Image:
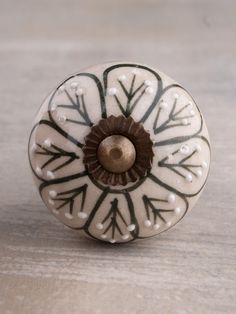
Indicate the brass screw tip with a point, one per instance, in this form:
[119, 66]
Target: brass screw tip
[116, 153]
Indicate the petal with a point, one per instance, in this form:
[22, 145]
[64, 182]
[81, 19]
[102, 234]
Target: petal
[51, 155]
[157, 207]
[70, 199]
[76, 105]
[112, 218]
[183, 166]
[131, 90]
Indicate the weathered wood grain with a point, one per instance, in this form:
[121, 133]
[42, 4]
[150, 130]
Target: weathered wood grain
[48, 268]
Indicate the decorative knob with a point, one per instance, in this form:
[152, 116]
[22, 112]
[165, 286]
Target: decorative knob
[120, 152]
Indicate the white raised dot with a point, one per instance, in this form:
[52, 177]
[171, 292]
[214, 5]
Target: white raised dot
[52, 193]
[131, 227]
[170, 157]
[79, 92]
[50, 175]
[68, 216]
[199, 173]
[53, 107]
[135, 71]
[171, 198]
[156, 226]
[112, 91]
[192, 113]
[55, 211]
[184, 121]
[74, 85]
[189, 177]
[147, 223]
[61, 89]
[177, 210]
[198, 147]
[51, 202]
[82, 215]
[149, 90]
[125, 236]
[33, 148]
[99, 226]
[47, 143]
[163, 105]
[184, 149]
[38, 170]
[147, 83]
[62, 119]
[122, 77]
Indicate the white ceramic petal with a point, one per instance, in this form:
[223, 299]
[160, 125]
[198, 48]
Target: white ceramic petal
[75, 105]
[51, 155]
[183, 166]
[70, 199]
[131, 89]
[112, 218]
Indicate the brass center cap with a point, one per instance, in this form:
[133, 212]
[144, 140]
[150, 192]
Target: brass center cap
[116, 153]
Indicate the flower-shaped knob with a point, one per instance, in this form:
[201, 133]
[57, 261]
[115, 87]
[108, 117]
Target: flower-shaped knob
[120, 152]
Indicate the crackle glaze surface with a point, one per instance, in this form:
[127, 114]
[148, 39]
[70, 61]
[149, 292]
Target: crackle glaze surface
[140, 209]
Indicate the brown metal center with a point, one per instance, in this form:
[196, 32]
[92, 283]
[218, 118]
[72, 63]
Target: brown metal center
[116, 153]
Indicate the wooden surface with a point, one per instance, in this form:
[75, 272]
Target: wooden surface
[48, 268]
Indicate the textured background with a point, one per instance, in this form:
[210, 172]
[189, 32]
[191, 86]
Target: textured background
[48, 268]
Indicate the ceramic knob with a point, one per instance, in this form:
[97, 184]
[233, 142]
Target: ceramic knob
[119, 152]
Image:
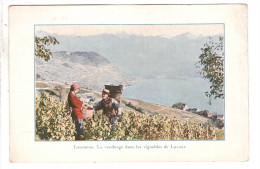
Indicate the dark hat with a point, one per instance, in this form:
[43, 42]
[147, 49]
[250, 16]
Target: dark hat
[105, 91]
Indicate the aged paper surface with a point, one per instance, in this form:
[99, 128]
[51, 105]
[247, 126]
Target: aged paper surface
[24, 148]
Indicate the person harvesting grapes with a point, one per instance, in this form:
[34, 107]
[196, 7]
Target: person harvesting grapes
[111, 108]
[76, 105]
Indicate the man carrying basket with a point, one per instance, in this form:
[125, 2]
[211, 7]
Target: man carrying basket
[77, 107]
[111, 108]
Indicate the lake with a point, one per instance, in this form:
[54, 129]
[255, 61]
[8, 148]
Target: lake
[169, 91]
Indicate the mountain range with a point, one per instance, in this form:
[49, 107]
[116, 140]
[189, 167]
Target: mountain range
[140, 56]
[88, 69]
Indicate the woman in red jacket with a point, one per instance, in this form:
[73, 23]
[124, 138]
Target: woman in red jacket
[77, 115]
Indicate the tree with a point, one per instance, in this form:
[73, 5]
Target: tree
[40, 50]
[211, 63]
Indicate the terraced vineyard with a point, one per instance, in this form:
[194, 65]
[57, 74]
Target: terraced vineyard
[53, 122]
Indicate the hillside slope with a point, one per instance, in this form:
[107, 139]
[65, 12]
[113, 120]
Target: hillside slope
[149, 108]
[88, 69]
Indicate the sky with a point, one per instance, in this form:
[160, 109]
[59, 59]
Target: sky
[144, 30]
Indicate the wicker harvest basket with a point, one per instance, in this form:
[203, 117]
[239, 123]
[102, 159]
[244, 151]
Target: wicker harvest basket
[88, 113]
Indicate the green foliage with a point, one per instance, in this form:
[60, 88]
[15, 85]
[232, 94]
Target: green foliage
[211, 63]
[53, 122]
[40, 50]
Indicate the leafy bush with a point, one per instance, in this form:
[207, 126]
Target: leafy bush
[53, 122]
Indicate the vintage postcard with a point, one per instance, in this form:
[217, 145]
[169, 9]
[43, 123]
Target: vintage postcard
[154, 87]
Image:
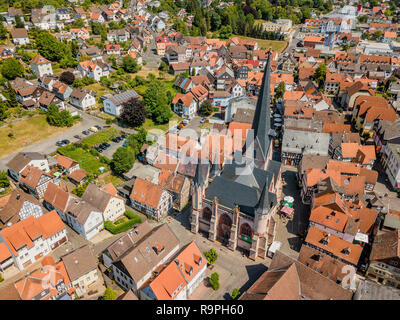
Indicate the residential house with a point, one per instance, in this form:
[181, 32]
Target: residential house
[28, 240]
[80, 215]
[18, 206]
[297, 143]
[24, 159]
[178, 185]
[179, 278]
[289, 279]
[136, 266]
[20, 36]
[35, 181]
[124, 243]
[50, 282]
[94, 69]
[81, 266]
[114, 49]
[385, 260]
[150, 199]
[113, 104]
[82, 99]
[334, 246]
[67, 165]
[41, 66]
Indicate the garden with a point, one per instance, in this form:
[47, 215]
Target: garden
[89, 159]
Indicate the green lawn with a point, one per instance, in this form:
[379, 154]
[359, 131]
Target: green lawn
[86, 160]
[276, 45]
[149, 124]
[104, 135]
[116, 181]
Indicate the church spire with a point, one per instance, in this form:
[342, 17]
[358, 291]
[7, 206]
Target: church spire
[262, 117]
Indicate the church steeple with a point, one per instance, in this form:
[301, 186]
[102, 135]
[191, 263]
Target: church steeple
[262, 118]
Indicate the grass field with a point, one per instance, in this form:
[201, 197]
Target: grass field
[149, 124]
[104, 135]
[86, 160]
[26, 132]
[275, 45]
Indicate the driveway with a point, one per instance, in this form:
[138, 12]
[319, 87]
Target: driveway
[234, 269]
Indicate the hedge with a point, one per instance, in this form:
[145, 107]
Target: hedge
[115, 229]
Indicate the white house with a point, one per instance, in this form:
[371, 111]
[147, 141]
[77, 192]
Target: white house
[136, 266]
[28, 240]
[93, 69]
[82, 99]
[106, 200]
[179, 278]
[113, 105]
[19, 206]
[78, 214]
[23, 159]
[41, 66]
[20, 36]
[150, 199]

Stated problem
Every line above should be repeated exactly; pictures stay out of the copy.

Solved exercise
Image:
Indicate the brass screw tip with a point, one per instance, in this form:
[119, 66]
Target: brass screw tip
[116, 153]
Indicate the petal with a point, one per instance, in this form:
[22, 145]
[64, 182]
[81, 19]
[102, 234]
Target: petal
[51, 155]
[157, 207]
[70, 199]
[76, 105]
[112, 218]
[183, 166]
[131, 90]
Indicate the weathered wood grain with a point, one per instance, in this form:
[121, 133]
[42, 4]
[150, 130]
Target: weathered wood grain
[48, 268]
Indicate the decorative knob with a point, one per instance, in this form:
[152, 116]
[22, 112]
[165, 286]
Target: decorative knob
[120, 152]
Indicate the white raised dot with a point, one per instance, in this form:
[52, 177]
[171, 292]
[214, 5]
Target: white raised dot
[52, 193]
[131, 227]
[170, 157]
[79, 92]
[50, 175]
[68, 216]
[199, 173]
[53, 107]
[135, 71]
[171, 198]
[156, 226]
[112, 91]
[192, 113]
[55, 211]
[184, 121]
[74, 85]
[189, 177]
[147, 223]
[61, 89]
[177, 210]
[198, 147]
[51, 202]
[82, 215]
[149, 90]
[125, 236]
[33, 148]
[99, 226]
[47, 143]
[163, 105]
[184, 149]
[38, 170]
[147, 83]
[62, 119]
[122, 77]
Indicate the white ceramic petal with a point, one per instance, in this form:
[223, 299]
[160, 125]
[198, 48]
Target: white ceramic petal
[75, 105]
[51, 155]
[183, 166]
[70, 199]
[131, 89]
[112, 218]
Indicate the brass center cap with a point, one per instance, in this form:
[133, 212]
[144, 140]
[150, 192]
Target: brass center cap
[116, 153]
Indicate the flower-shaped knob with a point, one per instance, in this form:
[201, 133]
[57, 261]
[115, 87]
[108, 117]
Target: flower-shaped knob
[120, 152]
Indicate the crackle glaze surface with a point, one per instance, in this form:
[127, 114]
[148, 39]
[70, 61]
[149, 292]
Target: crackle glaze surface
[140, 209]
Indicate the brown metal center with a point, one per instance, in this form:
[196, 32]
[92, 283]
[218, 118]
[72, 63]
Target: brown metal center
[116, 153]
Indicate the wooden surface with a point, one per instance, in this form:
[75, 272]
Target: wooden surface
[48, 268]
Indicate the textured background with a point, one per instance, in this form:
[210, 172]
[189, 32]
[191, 86]
Target: textured background
[48, 268]
Indicate the ceramic knob with a point, one per instance, in this form:
[97, 184]
[233, 142]
Target: ceramic knob
[119, 152]
Image:
Indicate the dark hat with a point, one per instance, in this form:
[43, 42]
[147, 49]
[250, 16]
Target: dark hat
[105, 91]
Indicate the aged paper surface with a point, one per instance, in this form:
[99, 128]
[51, 105]
[247, 126]
Target: aged paper surface
[24, 148]
Indicate the person harvesting grapes with a point, one per instance, in this form:
[34, 107]
[196, 7]
Target: person harvesting grapes
[111, 108]
[76, 105]
Indicate the man carrying basket with a point, one per instance, in this form:
[125, 2]
[211, 7]
Target: man carrying basket
[77, 107]
[111, 108]
Indicate the lake with a point, one per instance, in this form:
[54, 129]
[255, 61]
[8, 148]
Target: lake
[169, 91]
Indicate the mountain range with a point, one per instance, in this form:
[49, 107]
[116, 140]
[189, 167]
Target: mountain range
[140, 56]
[88, 69]
Indicate the woman in red jacket with a point, one per instance, in this form:
[73, 23]
[124, 138]
Target: woman in red jacket
[77, 115]
Indicate the tree with a point, one per instance, in this form:
[73, 5]
Target: tree
[40, 50]
[211, 63]
Indicate the terraced vineyard with a point, one per instance, in this form:
[194, 65]
[57, 74]
Target: terraced vineyard
[53, 122]
Indicate the hillside slope with a point, one per instance, in this form:
[107, 139]
[65, 12]
[113, 120]
Target: hillside slope
[149, 108]
[88, 69]
Indicate the sky with a point, one per instance, in this form:
[160, 109]
[59, 59]
Target: sky
[144, 30]
Indicate the wicker harvest basket with a point, one per instance, in this form:
[203, 117]
[239, 123]
[102, 159]
[244, 151]
Target: wicker harvest basket
[88, 113]
Indicate the green foliage with a point, one per instance, in this form:
[60, 88]
[15, 85]
[232, 94]
Target: green foliage
[211, 63]
[53, 122]
[40, 50]
Indicate the leafy bush with a point, one per instance, in this form:
[207, 126]
Target: leafy bush
[53, 122]
Indicate the vintage postcard with a point, one per instance, in this form:
[217, 145]
[169, 9]
[43, 123]
Target: vintage postcard
[154, 87]
Image:
Indicate the residential house with a point, one per instance, in this form:
[181, 32]
Target: residential house
[28, 240]
[80, 215]
[18, 206]
[297, 143]
[24, 159]
[178, 185]
[179, 278]
[289, 279]
[136, 266]
[20, 36]
[35, 181]
[124, 243]
[50, 282]
[94, 69]
[81, 266]
[114, 49]
[385, 260]
[150, 199]
[113, 104]
[82, 99]
[334, 246]
[67, 165]
[41, 66]
Indicate the garden with a point, one per instance, in this form:
[47, 215]
Target: garden
[89, 159]
Indicate the green lawn with a point, one per instance, in this form:
[379, 154]
[359, 131]
Target: green lawn
[86, 160]
[276, 45]
[149, 124]
[104, 135]
[116, 181]
Indicate the church spire with a point, one per instance, in this form:
[342, 17]
[358, 291]
[7, 206]
Target: church spire
[262, 117]
Indicate the church steeple with a point, one per instance, in this form:
[301, 186]
[102, 135]
[191, 263]
Target: church steeple
[262, 118]
Indicate the grass field with a point, one per instance, in this form:
[201, 197]
Target: grass field
[149, 124]
[104, 135]
[86, 160]
[26, 132]
[275, 45]
Indicate the driveway with a point, one per instance, in this form:
[138, 12]
[319, 87]
Target: driveway
[234, 269]
Indicate the hedge with a point, one per instance, in this form:
[145, 107]
Target: hedge
[115, 229]
Indicate the white house with a point, one per instance, in this form:
[371, 111]
[147, 141]
[77, 192]
Target: white house
[136, 266]
[28, 240]
[93, 69]
[82, 99]
[106, 200]
[179, 278]
[113, 105]
[19, 206]
[78, 214]
[23, 159]
[41, 66]
[20, 36]
[150, 199]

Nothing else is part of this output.